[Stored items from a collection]
──────────────────────────────

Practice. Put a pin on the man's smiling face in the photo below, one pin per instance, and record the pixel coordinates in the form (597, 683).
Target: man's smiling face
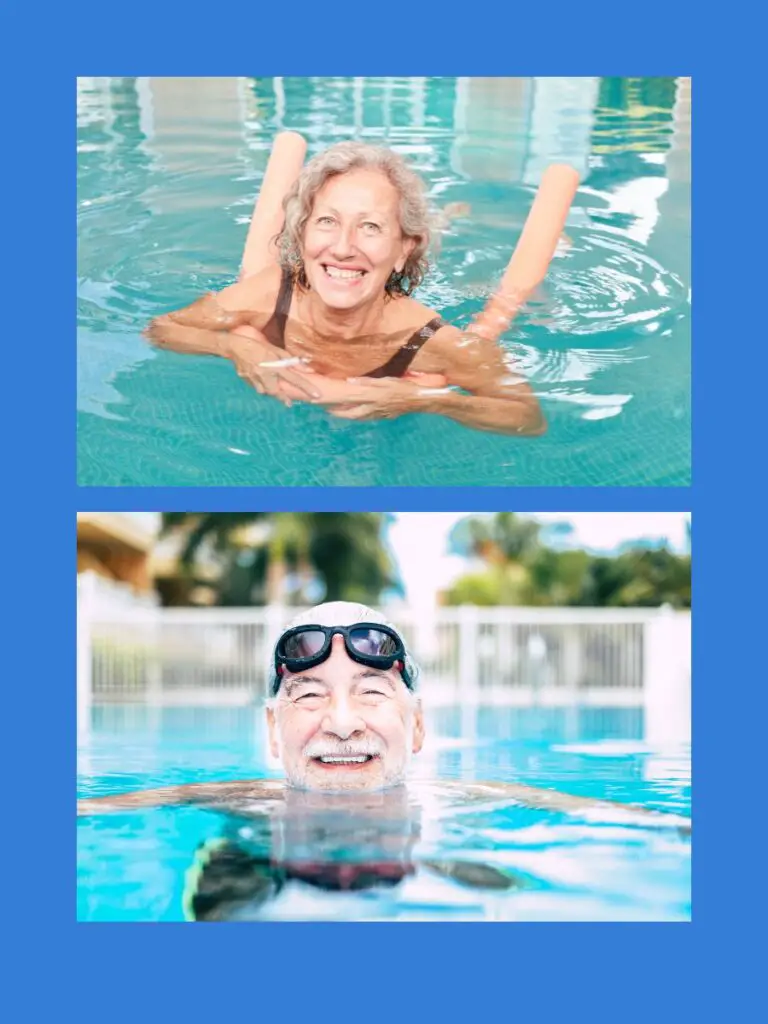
(342, 726)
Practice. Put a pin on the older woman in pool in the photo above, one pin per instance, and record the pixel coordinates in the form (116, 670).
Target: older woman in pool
(328, 315)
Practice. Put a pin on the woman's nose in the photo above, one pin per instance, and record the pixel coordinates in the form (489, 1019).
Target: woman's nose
(343, 243)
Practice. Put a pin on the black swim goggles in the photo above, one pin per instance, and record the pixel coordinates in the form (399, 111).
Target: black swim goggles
(369, 643)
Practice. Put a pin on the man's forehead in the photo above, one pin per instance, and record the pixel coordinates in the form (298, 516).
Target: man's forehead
(336, 679)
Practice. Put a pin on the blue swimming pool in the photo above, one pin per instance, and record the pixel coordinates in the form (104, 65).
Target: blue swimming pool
(486, 860)
(168, 170)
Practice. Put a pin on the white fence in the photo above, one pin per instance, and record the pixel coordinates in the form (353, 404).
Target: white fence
(556, 656)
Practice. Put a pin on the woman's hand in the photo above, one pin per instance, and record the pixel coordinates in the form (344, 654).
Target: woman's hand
(270, 371)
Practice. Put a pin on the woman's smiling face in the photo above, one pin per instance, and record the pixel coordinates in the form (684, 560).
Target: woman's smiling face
(352, 240)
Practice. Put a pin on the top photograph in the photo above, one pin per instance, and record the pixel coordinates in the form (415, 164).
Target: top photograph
(378, 282)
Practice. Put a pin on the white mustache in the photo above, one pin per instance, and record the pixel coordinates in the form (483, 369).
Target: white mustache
(342, 751)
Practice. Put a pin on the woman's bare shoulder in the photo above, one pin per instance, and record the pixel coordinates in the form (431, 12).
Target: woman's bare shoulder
(258, 292)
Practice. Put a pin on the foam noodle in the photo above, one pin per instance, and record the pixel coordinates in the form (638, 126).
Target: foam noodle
(284, 167)
(534, 252)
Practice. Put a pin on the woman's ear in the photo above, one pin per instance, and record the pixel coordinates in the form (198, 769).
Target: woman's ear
(408, 247)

──────────────────────────────

Work instruction
Set the lines down exactly as they stand, beginning at the one that contains "Practice. Put a pin on the woman's bare" and stopping after the last line of the entries above.

Written reply
Practice. Put a pin on the woman's bare shoulder in the photo above, one pin per instance, and record the pixel coordinates in the form (431, 12).
Target: woman's bare shoulder
(258, 292)
Practice. Put a pin on the foam noodle in the photo above, one pin per instance, and record the pixel coordinates in the form (638, 126).
Target: foam noodle
(284, 167)
(534, 252)
Practice. Put a pin on the woman's ear in the photo above, one pin per instance, and record the pixel coordinates in the form (198, 769).
Target: woman's ear
(408, 247)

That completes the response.